## [Your task]
Please return, word for word, the lines of the records below from the line containing "Could you please spot the clock" through the last line of the records, both ends included.

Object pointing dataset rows
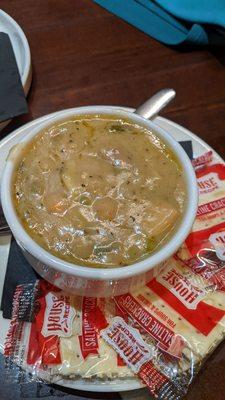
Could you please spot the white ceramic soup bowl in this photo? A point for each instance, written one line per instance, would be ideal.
(88, 281)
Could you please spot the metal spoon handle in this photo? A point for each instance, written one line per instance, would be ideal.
(156, 103)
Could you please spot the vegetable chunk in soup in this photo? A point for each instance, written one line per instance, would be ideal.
(99, 191)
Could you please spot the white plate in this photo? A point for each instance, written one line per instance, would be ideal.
(179, 133)
(21, 49)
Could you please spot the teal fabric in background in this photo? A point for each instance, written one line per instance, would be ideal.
(174, 22)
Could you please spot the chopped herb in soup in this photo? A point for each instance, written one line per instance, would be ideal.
(99, 191)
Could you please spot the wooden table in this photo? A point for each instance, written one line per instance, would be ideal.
(83, 55)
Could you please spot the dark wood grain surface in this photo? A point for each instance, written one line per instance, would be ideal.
(83, 55)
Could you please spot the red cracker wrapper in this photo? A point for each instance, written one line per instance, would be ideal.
(162, 332)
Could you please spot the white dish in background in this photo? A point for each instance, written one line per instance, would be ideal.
(21, 50)
(179, 133)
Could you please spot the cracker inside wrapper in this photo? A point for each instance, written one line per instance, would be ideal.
(178, 317)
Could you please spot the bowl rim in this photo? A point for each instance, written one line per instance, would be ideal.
(111, 273)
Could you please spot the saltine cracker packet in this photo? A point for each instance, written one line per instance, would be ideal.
(162, 332)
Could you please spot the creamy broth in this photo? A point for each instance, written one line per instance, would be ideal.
(99, 191)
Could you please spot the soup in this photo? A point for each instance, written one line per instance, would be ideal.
(99, 191)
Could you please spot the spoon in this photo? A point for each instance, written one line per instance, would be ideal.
(148, 110)
(156, 103)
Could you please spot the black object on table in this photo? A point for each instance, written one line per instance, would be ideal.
(12, 98)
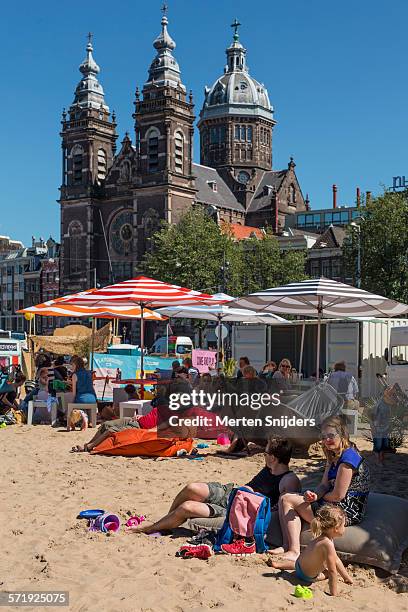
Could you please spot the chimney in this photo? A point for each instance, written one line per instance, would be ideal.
(334, 196)
(276, 213)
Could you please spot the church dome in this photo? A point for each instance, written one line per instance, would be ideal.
(236, 92)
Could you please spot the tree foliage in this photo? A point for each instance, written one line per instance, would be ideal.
(383, 239)
(195, 253)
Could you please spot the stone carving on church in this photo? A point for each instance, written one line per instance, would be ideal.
(121, 233)
(150, 224)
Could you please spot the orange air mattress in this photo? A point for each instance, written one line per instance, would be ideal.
(141, 443)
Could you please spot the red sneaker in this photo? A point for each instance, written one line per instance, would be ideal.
(203, 551)
(239, 547)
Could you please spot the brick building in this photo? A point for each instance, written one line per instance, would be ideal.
(113, 200)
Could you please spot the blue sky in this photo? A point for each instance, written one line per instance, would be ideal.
(335, 72)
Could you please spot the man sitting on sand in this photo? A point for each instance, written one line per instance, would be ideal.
(210, 499)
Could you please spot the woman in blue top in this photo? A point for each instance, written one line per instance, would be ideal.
(345, 482)
(82, 386)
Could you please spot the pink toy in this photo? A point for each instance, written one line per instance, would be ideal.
(105, 522)
(223, 440)
(134, 521)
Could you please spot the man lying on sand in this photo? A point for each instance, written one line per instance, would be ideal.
(210, 499)
(109, 428)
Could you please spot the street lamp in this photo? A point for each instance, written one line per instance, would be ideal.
(357, 226)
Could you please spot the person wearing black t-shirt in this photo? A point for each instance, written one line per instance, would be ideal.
(210, 499)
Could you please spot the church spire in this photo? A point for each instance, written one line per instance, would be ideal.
(164, 70)
(89, 92)
(236, 52)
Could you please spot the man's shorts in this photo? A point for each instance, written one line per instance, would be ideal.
(217, 499)
(118, 425)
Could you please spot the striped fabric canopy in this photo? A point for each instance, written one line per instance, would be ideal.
(56, 308)
(142, 291)
(321, 297)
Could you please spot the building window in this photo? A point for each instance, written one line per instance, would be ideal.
(102, 165)
(153, 151)
(75, 231)
(292, 194)
(217, 134)
(326, 268)
(243, 133)
(314, 269)
(77, 164)
(179, 152)
(336, 268)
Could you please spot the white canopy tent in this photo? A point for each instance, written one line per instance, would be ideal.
(222, 313)
(321, 298)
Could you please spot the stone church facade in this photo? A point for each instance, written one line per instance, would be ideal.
(113, 199)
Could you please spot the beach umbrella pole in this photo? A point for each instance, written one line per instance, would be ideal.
(302, 344)
(319, 317)
(141, 350)
(218, 342)
(92, 341)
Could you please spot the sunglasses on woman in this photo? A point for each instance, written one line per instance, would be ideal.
(328, 436)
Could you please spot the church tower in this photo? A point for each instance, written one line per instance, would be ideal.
(236, 124)
(164, 127)
(88, 147)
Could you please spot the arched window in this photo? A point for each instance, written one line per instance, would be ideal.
(125, 171)
(153, 150)
(292, 194)
(75, 231)
(77, 154)
(179, 152)
(102, 165)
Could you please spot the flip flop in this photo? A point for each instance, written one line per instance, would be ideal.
(303, 592)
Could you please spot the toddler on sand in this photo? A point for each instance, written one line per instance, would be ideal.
(78, 417)
(319, 560)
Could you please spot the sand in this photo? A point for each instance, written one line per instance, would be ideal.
(45, 547)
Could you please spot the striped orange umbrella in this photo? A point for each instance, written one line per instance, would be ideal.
(56, 308)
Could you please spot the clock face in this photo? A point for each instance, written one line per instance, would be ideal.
(121, 233)
(243, 177)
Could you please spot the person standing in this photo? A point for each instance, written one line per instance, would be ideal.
(243, 362)
(345, 384)
(82, 385)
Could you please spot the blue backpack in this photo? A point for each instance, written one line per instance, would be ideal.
(248, 514)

## [Task result]
Could you please spot the clock face in this photo? A point for each instance, written one line per instance, would be ideal.
(121, 233)
(243, 177)
Could you please spot the person standing in this photo? A point for each instance, written one line per instance, would be ideal.
(243, 362)
(345, 384)
(82, 385)
Could you please spot the blue backpack in this photo? A point for each instance, written one line per instance, would be ideal.
(248, 514)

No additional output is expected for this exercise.